Written instruction: Rewrite these rows with "shadow on water" changed to "water shadow" everywhere it occurs, leaving everything else unchanged.

Dataset content:
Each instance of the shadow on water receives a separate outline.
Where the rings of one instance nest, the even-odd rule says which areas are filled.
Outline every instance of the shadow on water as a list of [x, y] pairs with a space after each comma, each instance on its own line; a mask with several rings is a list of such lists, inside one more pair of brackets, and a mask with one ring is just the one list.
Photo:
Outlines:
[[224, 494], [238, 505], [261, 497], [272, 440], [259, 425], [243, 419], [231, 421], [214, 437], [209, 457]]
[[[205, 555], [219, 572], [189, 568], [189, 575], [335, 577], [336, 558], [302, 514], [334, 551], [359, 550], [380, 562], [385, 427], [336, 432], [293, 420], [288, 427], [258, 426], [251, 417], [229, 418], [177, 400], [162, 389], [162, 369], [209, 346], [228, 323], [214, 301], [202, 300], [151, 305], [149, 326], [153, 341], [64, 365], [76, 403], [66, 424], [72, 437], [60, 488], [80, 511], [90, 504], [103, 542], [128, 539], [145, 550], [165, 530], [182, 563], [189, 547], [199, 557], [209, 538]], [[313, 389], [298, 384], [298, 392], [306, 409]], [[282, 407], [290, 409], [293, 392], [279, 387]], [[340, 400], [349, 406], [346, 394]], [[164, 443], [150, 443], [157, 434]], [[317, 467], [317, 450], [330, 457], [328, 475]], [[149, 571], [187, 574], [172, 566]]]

Response:
Each instance of the water shadow receives a separate outline.
Where the rings of one instance nest, the even-odd rule says which areas are filled.
Outline every instance of the water shadow as a list of [x, y] pairs with a space after each comma, each instance on its own line; a mask with several rings is a list of such lists, inside one more pair of brackets, and a mask with one ring is just the one list.
Photo:
Outlines:
[[224, 494], [238, 505], [261, 497], [272, 440], [259, 425], [243, 419], [231, 421], [214, 437], [209, 457]]
[[[205, 555], [219, 572], [189, 568], [189, 575], [335, 577], [336, 558], [302, 514], [334, 551], [359, 550], [380, 562], [385, 427], [336, 432], [293, 420], [288, 427], [258, 426], [251, 417], [229, 418], [177, 400], [162, 389], [162, 369], [209, 346], [228, 323], [214, 301], [202, 300], [151, 305], [149, 326], [153, 341], [64, 365], [76, 403], [66, 424], [72, 437], [60, 488], [80, 511], [90, 504], [103, 542], [128, 539], [145, 550], [165, 530], [182, 563], [189, 547], [199, 557], [209, 538]], [[313, 389], [298, 384], [298, 392], [306, 409]], [[282, 407], [290, 409], [293, 392], [279, 387]], [[340, 400], [349, 406], [346, 394]], [[164, 443], [150, 443], [157, 434]], [[317, 467], [317, 450], [330, 457], [328, 475]], [[149, 571], [187, 574], [172, 566]]]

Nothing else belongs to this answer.